INSTRUCTIONS FOR THE TASK |
Each line of the data is to be output verbatim, with the images removed.

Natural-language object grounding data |
*** Begin section ***

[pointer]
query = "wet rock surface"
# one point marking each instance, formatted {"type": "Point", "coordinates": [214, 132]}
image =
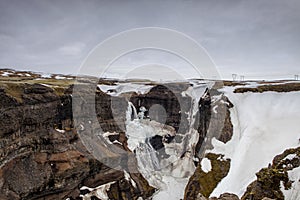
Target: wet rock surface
{"type": "Point", "coordinates": [42, 156]}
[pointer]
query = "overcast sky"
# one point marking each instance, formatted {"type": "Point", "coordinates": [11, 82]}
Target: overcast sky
{"type": "Point", "coordinates": [252, 37]}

*** End section ***

OUTPUT FOR THIS TASK |
[pointer]
query = "wet rock surface"
# one point marking each instance, formatted {"type": "Point", "coordinates": [214, 132]}
image =
Target: wet rock surface
{"type": "Point", "coordinates": [42, 156]}
[pointer]
query = "overcast sky"
# one point marking each instance, formatted {"type": "Point", "coordinates": [11, 82]}
Target: overcast sky
{"type": "Point", "coordinates": [252, 37]}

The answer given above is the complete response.